Kafka Source connector's filter parallelism

I have a need to add a integer counter field to the source record, so i created a custom filter and added the same to the connector property ’ event.filter.class'. I increase this counter in the ‘pass’ call back method (which is called for every DCP event)
I want to know if the counter variable has to be treated as an instance variable or a static variable,

  1. So I want to understand how the filter class is instantiated i.e. for a given connector task, how many instances of the filter class would be instantiated?

  2. Is the filter object or the filter objects called from multiple threads?

  3. And finally, can more than one task for the same connector go to the same connect worker? I guess it does. if so, then if i treat the counter variable to be a static variable then i have to synchronize it, rather i would keep it as an instance variable but still question 1 and 2 needs to be answered.

In short, is the instance variable in the filter class thread safe

  1. So I want to understand how the filter class is instantiated i.e. for a given connector task, how many instances of the filter class would be instantiated?

One per task, here.

  1. Is the filter object or the filter objects called from multiple threads?

Each task’s filter is called here. According to the Confluent documentation and this StackOverflow answer, each task is given a dedicated thread, and the poll() method is always called on this thread. Note that it might be a different thread for each task.

  1. And finally, can more than one task for the same connector go to the same connect worker?

Yes, a single worker process can host any number of tasks.

if i treat the counter variable to be a static variable then i have to synchronize it

If you’re set on this path, I’d recommend using a static AtomicLong. But as I’m sure you’re aware, using an in-memory counter would limit you to running a single connect worker.

@david.nault, Essentially i need a way to get the latest of the documents in couch i.e. a document with key 100 may have multiple events (t1,t2,…,t10) and i ingest these events using Kafka connector. I should be able to derive the latest which is t10 out of these 10 events (my questions in the other thread is related to this).
Determining the latest of every document using the application logic is quite complicated and hence resorting to a technical solution. I can use the bySeqNo but as you mentioned in the other thread, its an issue during the failover scenario (Ofcourse, i need to check the persistence polling that you mentioned)

Keeping the persistence polling aside for now…
So i have written a connect filter and in the poll method, i add a epoch timestamp to the source record and use this timestamp to determine the latest (as the events in the same vBucket would go to the same task and in order, so adding a timestamp would help me determine the latest). The problem that i am facing now is that the same timestamp is added to different events, i guess kafka connector processes more events per millisec.

> **Supplied material**
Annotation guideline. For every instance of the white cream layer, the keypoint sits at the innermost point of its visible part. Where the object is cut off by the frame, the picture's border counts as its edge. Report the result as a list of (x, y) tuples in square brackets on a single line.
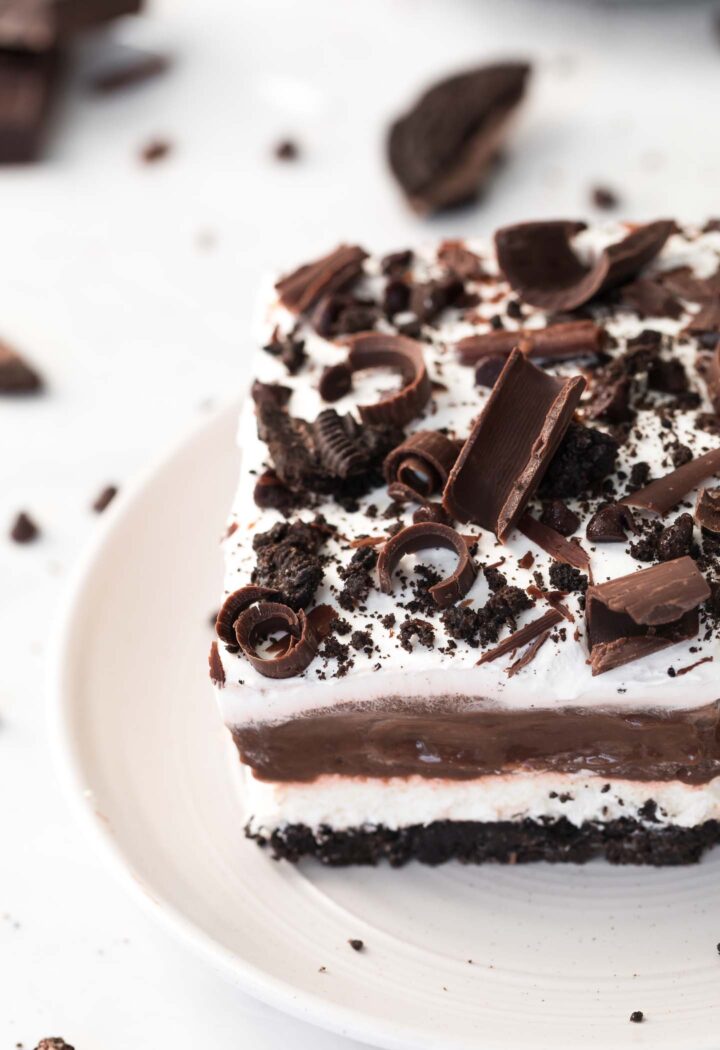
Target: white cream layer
[(399, 801), (559, 674)]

> **What is expected**
Carry the thread on the Kafka source connector's filter forward from its final sentence. The lines after the thread were taken from a separate source.

> **The result**
Now i am thinking of adding a counter also apart from the timestamp. The counter is an instance variable in the filter and its incremented for every event. Since the events in a vBucket go to the same connector task and in order, the counter that i add would also be incremental. I compare the timestamp first and then compare the counter only if the timestamp is the same. I have to do this keeping the failure scenario in mind i.e. if the kafka connector worker or task or node fails, then the counter would be reset and comparing the counter first would not help. In this case, the timestamp would definitely differ as it would take more than a millisec to recover but from then on, the counter would help even if the timestamp is the same. I guess keeping the synchronized static counter (AtomicLong) would also help.

On the point that you made - " If you’re set on this path, I’d recommend using a static AtomicLong. But as I’m sure you’re aware, using an in-memory counter would limit you to running a single connect worker."
As the events in the same Vbucket go to the same connector task and i want the ordering per document (document with the same key go to the same vBucket), this should not be an issue even if i have multiple workers. I do not want a global counter but the counter which would help me per document events.

What are your thoughts?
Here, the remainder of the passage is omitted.